• **WRITTEN PROBLEM**: Pull out every line of the entries below and repeat each one with no changes.

══ WORKING DATA

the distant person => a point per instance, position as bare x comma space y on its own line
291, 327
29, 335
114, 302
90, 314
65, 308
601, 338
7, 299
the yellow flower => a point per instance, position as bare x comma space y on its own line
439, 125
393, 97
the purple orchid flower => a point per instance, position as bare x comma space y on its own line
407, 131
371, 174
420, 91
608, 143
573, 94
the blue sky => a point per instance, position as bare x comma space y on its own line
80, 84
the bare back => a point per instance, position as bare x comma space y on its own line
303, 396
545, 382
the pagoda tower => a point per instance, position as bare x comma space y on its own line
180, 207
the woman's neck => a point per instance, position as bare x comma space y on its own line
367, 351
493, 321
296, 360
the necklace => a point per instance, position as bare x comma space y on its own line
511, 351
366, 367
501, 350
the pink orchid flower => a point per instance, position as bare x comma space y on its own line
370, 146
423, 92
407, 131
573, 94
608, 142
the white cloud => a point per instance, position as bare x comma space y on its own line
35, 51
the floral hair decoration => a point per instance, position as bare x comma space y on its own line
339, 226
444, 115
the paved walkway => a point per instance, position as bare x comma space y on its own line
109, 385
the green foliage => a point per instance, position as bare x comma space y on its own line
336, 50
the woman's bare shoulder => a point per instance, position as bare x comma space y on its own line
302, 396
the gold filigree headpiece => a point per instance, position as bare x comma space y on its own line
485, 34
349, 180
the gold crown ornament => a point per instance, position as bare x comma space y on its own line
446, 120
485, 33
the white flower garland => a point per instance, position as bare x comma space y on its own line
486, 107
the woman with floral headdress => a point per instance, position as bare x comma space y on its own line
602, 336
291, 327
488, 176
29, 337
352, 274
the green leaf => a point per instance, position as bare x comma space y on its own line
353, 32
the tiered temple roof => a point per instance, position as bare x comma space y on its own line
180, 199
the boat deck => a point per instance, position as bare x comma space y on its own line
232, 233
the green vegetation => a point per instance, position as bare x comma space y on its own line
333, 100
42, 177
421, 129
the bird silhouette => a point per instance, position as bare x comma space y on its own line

════

• **TASK OUTPUT**:
the distant person => a point per instance, position as bare x comma space y on its own line
291, 327
29, 335
114, 302
90, 314
65, 308
601, 338
7, 299
the yellow flower => a point per instance, position as bare x comma space y on its own line
439, 125
393, 97
the purple orchid flower => a point per instance, position as bare x comma space y on its own line
407, 131
371, 174
420, 91
608, 143
573, 94
the blue sky => a point per instance, position as bare x comma space y on its own line
80, 84
the bare back => a point per instance, position as bare x comma space y on its own line
303, 396
545, 382
the pagoda tower => a point per instance, position as bare x comma space y on its own line
180, 207
the woman's neck => a point per instance, position as bare x comma space y on its own line
367, 351
493, 321
296, 360
the necklace => a point per instance, position as bare x comma space y on its own line
511, 351
366, 367
501, 350
the pink orchid flower => a point per instance, position as bare x comma space y on its own line
370, 146
423, 92
407, 131
573, 94
608, 142
the white cloud => a point per instance, position as bare x comma space y on its own line
35, 51
the floral hair decoration => a point per instance, position as bare x comma space y on its own line
339, 226
444, 115
the paved walkway => a point per instance, position as bare x comma space y on its own line
109, 385
the green foliage => a point per instance, position as bare x comma space y on its own line
336, 50
the woman's bare shoulder => a point per instance, position as bare x comma space y on its own line
302, 396
the gold filigree headpiece => a point per instance, position as bare x comma space y on its own line
485, 34
349, 180
the gold crown ornament => a point per instance, position as bare x comma space y on its own line
446, 120
485, 33
the white flower garland => a point per instance, position as bare x comma space y on its own line
486, 107
the woman with floral headdress => a point per instance, position as bare x comma space y on its own line
602, 336
291, 327
488, 176
29, 337
352, 274
the green leaf => a point per instance, position as bare x comma space y on its own line
353, 32
the tiered temple roof => a point per instance, position as bare x comma space y on its own line
180, 199
the boat deck => a point per instance, position as bare x comma space y on its own line
232, 233
the green vegetation => a point per instance, position as bare x comma space y on its own line
333, 100
42, 177
421, 129
the bird silhouette => a point per instance, position as bare x comma space y on its own line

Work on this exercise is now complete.